Task to complete ->
Pictures excluded, copy all of the data below exactly.

Input records ->

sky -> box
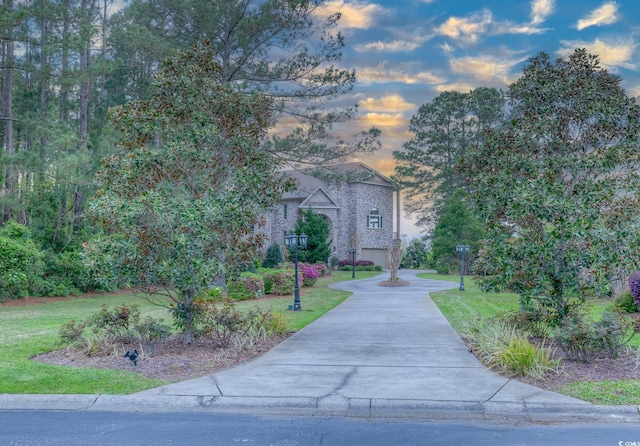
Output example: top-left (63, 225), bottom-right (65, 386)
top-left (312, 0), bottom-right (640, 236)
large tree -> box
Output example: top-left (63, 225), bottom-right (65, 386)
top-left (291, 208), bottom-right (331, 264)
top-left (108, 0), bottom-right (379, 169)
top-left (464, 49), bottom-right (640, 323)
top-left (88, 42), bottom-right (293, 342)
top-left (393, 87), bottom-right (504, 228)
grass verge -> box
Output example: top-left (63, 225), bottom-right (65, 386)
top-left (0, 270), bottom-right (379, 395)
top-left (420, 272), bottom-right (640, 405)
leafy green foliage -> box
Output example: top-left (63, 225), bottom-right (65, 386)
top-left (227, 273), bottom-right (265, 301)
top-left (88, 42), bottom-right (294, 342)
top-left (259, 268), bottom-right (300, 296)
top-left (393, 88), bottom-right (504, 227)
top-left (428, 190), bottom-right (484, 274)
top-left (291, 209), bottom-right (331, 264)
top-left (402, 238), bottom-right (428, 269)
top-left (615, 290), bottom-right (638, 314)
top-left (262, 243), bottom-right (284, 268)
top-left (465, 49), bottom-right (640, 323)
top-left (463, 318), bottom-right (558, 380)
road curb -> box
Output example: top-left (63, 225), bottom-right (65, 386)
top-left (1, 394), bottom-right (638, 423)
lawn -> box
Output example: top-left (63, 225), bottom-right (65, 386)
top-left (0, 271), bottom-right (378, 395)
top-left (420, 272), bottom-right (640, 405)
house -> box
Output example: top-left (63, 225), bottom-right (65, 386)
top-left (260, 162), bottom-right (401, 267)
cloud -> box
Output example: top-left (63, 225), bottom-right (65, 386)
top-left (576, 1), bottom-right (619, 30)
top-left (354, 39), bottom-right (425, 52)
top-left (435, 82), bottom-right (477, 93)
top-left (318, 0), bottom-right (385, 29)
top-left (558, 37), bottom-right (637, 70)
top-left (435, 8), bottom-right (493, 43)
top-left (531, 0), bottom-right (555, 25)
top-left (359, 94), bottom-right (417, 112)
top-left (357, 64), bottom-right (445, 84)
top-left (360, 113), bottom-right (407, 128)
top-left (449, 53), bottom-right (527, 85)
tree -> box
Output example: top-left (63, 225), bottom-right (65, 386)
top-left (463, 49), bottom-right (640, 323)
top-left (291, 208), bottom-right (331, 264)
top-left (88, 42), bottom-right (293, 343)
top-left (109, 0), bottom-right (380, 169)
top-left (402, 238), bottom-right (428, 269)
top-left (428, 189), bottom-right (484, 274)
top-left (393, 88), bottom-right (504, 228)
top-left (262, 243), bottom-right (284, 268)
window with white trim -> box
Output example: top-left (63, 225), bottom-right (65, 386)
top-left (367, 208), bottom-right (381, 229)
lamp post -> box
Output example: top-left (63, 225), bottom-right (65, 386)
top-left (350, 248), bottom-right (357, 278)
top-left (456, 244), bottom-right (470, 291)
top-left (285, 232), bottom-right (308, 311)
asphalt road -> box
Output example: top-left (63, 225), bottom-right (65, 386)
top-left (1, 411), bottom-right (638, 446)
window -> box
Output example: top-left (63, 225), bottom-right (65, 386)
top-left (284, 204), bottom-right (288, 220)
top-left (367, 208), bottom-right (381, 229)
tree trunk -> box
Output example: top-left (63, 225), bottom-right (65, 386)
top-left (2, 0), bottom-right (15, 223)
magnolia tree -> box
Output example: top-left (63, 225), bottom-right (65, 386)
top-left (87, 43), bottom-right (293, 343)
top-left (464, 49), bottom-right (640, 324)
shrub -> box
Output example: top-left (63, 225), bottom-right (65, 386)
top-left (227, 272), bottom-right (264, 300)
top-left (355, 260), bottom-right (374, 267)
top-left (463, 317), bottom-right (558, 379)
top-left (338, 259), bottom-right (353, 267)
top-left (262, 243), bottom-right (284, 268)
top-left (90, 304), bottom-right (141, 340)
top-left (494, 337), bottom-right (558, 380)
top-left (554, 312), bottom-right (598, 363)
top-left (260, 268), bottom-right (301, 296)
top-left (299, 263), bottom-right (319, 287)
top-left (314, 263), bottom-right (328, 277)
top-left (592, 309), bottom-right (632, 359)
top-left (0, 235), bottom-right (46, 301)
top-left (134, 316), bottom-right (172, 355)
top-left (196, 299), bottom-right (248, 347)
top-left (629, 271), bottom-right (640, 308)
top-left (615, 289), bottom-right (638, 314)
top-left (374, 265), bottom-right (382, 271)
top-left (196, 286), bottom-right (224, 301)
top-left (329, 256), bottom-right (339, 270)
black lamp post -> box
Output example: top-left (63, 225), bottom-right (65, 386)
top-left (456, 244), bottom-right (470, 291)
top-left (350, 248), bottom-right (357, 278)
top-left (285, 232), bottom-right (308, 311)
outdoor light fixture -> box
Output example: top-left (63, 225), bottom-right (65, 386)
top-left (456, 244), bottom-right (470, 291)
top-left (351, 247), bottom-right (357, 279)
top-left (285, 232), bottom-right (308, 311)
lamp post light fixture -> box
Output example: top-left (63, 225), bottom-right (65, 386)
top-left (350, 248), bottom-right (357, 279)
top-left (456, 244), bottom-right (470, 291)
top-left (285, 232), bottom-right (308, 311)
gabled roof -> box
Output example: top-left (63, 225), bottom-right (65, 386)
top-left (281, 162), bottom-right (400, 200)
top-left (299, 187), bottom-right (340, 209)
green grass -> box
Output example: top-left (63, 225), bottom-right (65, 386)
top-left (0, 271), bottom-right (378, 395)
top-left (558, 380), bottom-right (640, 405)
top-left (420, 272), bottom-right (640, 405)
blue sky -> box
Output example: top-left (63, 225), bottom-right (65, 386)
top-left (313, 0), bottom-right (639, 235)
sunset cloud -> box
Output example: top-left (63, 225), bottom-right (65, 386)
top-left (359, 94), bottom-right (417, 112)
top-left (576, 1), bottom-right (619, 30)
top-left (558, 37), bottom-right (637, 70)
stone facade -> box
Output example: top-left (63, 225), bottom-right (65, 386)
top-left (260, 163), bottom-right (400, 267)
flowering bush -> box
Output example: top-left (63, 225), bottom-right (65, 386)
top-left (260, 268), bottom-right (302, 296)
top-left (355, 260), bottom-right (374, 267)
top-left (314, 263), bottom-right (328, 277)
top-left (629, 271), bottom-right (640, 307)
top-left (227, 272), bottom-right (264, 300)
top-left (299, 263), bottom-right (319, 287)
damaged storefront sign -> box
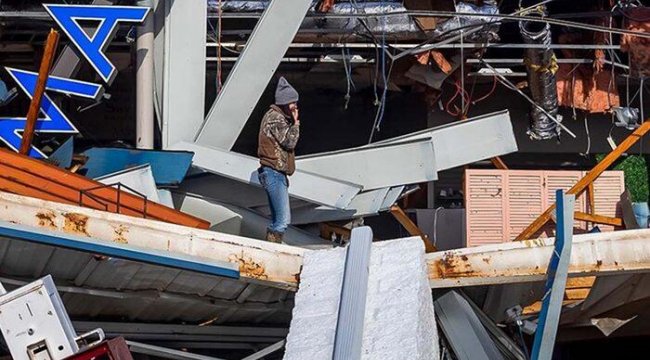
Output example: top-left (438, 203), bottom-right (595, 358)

Written response ->
sky -> box
Output example: top-left (63, 225), bottom-right (65, 386)
top-left (312, 0), bottom-right (640, 236)
large tree -> box
Output example: top-left (63, 225), bottom-right (65, 386)
top-left (291, 208), bottom-right (331, 264)
top-left (108, 0), bottom-right (379, 169)
top-left (464, 49), bottom-right (640, 323)
top-left (88, 42), bottom-right (293, 342)
top-left (393, 87), bottom-right (504, 228)
grass verge -> box
Output example: top-left (63, 225), bottom-right (65, 386)
top-left (0, 270), bottom-right (379, 395)
top-left (420, 272), bottom-right (640, 405)
leafy green foliage -> box
Output example: top-left (63, 225), bottom-right (65, 386)
top-left (227, 273), bottom-right (265, 301)
top-left (88, 42), bottom-right (294, 342)
top-left (259, 268), bottom-right (300, 296)
top-left (393, 88), bottom-right (504, 227)
top-left (428, 190), bottom-right (484, 274)
top-left (291, 209), bottom-right (331, 264)
top-left (402, 238), bottom-right (428, 269)
top-left (615, 290), bottom-right (638, 314)
top-left (262, 243), bottom-right (284, 268)
top-left (465, 49), bottom-right (640, 323)
top-left (463, 318), bottom-right (558, 380)
road curb -> box
Output example: top-left (63, 225), bottom-right (65, 386)
top-left (1, 394), bottom-right (638, 423)
lawn -> box
Output example: top-left (63, 225), bottom-right (65, 386)
top-left (0, 271), bottom-right (378, 395)
top-left (420, 272), bottom-right (640, 405)
house -> box
Output example: top-left (63, 225), bottom-right (65, 386)
top-left (260, 162), bottom-right (401, 267)
cloud -> box
Output example: top-left (63, 225), bottom-right (65, 386)
top-left (576, 1), bottom-right (619, 30)
top-left (354, 39), bottom-right (425, 52)
top-left (435, 82), bottom-right (477, 93)
top-left (318, 0), bottom-right (385, 29)
top-left (558, 37), bottom-right (637, 70)
top-left (435, 8), bottom-right (493, 43)
top-left (531, 0), bottom-right (555, 25)
top-left (359, 94), bottom-right (417, 112)
top-left (357, 64), bottom-right (445, 84)
top-left (360, 113), bottom-right (407, 128)
top-left (449, 53), bottom-right (527, 85)
tree -> box
Output example: top-left (63, 225), bottom-right (65, 386)
top-left (463, 49), bottom-right (640, 323)
top-left (291, 208), bottom-right (331, 264)
top-left (88, 42), bottom-right (293, 343)
top-left (109, 0), bottom-right (380, 169)
top-left (402, 238), bottom-right (428, 269)
top-left (428, 189), bottom-right (484, 274)
top-left (393, 88), bottom-right (504, 228)
top-left (262, 243), bottom-right (284, 268)
window with white trim -> box
Output example: top-left (63, 225), bottom-right (65, 386)
top-left (367, 208), bottom-right (381, 229)
lamp post -> box
Output example: top-left (63, 225), bottom-right (65, 386)
top-left (350, 248), bottom-right (357, 278)
top-left (456, 244), bottom-right (470, 291)
top-left (285, 232), bottom-right (308, 311)
asphalt road -> box
Output example: top-left (63, 225), bottom-right (65, 386)
top-left (1, 411), bottom-right (638, 446)
window -> box
Output example: top-left (63, 225), bottom-right (65, 386)
top-left (284, 204), bottom-right (288, 220)
top-left (367, 208), bottom-right (381, 229)
tree trunk -> box
Output example: top-left (63, 225), bottom-right (65, 386)
top-left (2, 0), bottom-right (15, 223)
magnolia tree -> box
Output example: top-left (63, 225), bottom-right (65, 386)
top-left (87, 43), bottom-right (293, 343)
top-left (464, 49), bottom-right (640, 324)
shrub -> box
Output example: top-left (63, 225), bottom-right (65, 386)
top-left (227, 272), bottom-right (264, 300)
top-left (355, 260), bottom-right (374, 267)
top-left (463, 317), bottom-right (558, 379)
top-left (338, 259), bottom-right (353, 267)
top-left (262, 243), bottom-right (284, 268)
top-left (90, 304), bottom-right (141, 340)
top-left (494, 337), bottom-right (558, 380)
top-left (554, 312), bottom-right (598, 363)
top-left (260, 268), bottom-right (301, 296)
top-left (299, 263), bottom-right (319, 287)
top-left (314, 263), bottom-right (328, 277)
top-left (592, 309), bottom-right (632, 359)
top-left (0, 235), bottom-right (46, 301)
top-left (134, 316), bottom-right (172, 355)
top-left (196, 299), bottom-right (248, 347)
top-left (629, 271), bottom-right (640, 308)
top-left (615, 289), bottom-right (638, 314)
top-left (374, 265), bottom-right (382, 271)
top-left (196, 286), bottom-right (224, 301)
top-left (329, 256), bottom-right (339, 270)
black lamp post -> box
Output example: top-left (63, 225), bottom-right (65, 386)
top-left (456, 244), bottom-right (470, 291)
top-left (350, 248), bottom-right (357, 278)
top-left (285, 232), bottom-right (308, 311)
outdoor light fixture -> box
Output example: top-left (63, 225), bottom-right (65, 386)
top-left (456, 244), bottom-right (470, 291)
top-left (351, 247), bottom-right (357, 279)
top-left (285, 232), bottom-right (308, 311)
lamp post light fixture -> box
Output example: top-left (63, 225), bottom-right (65, 386)
top-left (350, 248), bottom-right (357, 279)
top-left (456, 244), bottom-right (470, 291)
top-left (285, 232), bottom-right (308, 311)
gabled roof -> box
Output example: top-left (63, 225), bottom-right (65, 386)
top-left (281, 162), bottom-right (400, 200)
top-left (299, 187), bottom-right (340, 209)
green grass -> box
Output example: top-left (63, 225), bottom-right (65, 386)
top-left (0, 271), bottom-right (378, 395)
top-left (558, 380), bottom-right (640, 405)
top-left (420, 272), bottom-right (640, 405)
blue sky -> box
Output example: top-left (63, 225), bottom-right (65, 386)
top-left (313, 0), bottom-right (639, 235)
sunset cloud -> box
Output example: top-left (63, 225), bottom-right (65, 386)
top-left (359, 94), bottom-right (417, 112)
top-left (576, 1), bottom-right (619, 30)
top-left (558, 37), bottom-right (637, 70)
stone facade -> box
Output example: top-left (63, 225), bottom-right (65, 386)
top-left (260, 163), bottom-right (400, 267)
flowering bush -> box
Output example: top-left (63, 225), bottom-right (65, 386)
top-left (260, 268), bottom-right (302, 296)
top-left (355, 260), bottom-right (374, 267)
top-left (314, 263), bottom-right (328, 277)
top-left (629, 271), bottom-right (640, 307)
top-left (227, 272), bottom-right (264, 300)
top-left (299, 263), bottom-right (319, 287)
damaged storefront sign -> box
Output example: top-left (438, 203), bottom-right (595, 358)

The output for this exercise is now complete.